» THE TASK
Please extract and repeat, unchanged, the stretch of the listing below from the line containing "Please examine the image and determine whether any brass" through the line containing "[1257,0,1344,896]", including both of those lines.

----------

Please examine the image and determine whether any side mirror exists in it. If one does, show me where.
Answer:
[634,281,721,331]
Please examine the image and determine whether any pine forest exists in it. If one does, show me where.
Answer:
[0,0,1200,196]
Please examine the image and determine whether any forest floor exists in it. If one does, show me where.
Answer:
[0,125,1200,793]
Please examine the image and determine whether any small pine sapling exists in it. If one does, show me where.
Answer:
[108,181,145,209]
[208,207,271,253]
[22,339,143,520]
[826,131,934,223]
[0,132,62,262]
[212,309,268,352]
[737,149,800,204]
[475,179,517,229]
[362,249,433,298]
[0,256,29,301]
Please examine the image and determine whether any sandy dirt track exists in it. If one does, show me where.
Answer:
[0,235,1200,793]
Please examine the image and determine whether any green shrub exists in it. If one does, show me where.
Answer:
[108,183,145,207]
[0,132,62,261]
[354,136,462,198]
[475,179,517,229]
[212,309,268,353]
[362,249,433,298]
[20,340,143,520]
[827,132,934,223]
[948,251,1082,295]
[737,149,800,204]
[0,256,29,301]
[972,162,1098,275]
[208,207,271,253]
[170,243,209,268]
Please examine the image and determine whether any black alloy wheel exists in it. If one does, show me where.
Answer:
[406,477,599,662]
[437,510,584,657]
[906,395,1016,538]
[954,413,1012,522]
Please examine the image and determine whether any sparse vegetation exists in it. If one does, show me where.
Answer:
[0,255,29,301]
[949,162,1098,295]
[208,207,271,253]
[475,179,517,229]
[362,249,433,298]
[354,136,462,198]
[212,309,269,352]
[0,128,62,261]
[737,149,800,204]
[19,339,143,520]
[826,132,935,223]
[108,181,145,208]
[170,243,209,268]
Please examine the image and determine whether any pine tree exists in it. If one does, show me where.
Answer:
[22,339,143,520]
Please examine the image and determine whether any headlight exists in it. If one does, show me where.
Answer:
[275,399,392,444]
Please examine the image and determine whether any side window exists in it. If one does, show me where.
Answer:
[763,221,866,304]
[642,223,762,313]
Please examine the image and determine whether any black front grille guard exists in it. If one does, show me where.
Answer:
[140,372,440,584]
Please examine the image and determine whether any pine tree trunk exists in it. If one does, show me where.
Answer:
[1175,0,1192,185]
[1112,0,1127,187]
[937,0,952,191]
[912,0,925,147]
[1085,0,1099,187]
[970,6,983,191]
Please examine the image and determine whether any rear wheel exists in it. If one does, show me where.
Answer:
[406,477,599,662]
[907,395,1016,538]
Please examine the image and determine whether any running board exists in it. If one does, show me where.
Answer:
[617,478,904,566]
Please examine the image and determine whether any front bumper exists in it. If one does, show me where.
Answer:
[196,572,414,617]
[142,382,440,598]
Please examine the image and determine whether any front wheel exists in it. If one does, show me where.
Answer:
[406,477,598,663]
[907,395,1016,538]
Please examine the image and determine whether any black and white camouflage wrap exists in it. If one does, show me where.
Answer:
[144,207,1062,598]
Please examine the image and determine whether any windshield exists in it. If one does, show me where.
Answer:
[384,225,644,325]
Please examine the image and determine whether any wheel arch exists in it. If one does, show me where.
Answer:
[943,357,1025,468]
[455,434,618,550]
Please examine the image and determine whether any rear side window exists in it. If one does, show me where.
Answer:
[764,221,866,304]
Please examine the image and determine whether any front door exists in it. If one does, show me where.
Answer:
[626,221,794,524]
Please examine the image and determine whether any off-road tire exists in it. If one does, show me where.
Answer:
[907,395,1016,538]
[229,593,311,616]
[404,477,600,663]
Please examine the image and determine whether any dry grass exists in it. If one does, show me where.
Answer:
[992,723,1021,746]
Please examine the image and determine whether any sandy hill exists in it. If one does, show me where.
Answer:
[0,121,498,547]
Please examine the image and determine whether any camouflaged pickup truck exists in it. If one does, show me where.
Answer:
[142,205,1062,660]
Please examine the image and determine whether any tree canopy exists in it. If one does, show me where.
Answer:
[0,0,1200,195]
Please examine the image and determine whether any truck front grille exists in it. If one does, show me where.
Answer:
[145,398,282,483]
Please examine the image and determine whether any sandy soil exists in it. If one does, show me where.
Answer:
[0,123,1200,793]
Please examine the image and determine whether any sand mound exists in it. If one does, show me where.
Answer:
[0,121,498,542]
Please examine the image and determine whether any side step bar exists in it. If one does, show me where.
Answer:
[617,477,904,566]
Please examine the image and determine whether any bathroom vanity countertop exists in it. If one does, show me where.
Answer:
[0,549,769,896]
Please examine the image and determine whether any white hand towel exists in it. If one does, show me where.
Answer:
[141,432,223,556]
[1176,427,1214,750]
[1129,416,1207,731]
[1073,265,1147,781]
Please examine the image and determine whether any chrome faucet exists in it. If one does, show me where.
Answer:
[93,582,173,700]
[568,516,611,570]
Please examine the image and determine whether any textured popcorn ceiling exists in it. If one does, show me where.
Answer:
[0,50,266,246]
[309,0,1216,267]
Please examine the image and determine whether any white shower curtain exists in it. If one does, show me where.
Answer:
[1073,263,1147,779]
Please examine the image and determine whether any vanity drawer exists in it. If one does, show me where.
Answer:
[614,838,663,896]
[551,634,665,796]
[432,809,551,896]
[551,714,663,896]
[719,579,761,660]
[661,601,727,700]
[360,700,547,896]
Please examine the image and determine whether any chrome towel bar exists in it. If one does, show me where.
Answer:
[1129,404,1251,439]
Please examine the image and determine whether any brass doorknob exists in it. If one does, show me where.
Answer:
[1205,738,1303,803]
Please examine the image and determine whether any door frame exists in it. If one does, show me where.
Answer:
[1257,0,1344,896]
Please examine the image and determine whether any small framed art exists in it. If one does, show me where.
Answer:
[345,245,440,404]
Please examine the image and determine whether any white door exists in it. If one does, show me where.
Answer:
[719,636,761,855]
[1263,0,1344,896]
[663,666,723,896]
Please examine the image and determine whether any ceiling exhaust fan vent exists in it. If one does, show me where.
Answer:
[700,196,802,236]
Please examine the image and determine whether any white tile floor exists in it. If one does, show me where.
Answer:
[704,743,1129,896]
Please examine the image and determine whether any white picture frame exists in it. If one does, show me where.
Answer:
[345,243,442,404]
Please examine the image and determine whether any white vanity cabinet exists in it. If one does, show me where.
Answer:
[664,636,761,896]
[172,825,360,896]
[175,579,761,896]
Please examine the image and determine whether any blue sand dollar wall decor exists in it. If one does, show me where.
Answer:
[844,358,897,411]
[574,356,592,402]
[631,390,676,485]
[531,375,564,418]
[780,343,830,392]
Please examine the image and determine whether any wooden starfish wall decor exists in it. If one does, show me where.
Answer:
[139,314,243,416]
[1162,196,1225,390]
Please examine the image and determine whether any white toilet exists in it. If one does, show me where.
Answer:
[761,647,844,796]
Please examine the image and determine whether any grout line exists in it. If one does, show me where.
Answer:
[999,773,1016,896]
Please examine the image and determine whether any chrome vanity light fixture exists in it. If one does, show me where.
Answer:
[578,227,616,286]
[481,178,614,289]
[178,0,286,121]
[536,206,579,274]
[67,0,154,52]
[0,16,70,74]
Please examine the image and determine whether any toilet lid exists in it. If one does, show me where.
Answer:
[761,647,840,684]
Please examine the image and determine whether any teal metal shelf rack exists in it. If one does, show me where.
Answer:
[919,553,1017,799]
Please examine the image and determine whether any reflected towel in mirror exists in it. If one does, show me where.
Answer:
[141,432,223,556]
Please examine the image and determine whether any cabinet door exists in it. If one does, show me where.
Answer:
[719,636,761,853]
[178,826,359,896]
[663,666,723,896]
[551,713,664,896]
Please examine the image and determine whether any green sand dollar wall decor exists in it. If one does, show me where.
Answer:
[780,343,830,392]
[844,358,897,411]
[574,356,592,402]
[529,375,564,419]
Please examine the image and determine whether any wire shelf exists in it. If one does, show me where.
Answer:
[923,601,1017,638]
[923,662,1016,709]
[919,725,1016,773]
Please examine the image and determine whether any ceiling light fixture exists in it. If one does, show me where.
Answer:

----------

» REPLY
Please examine the image and determine whether any brass doorknob exists in it. If one does, show me where.
Answer:
[1205,738,1303,803]
Please examine the image and determine whether any door frame exists in it. If one does, show me where.
Answer:
[1257,0,1344,896]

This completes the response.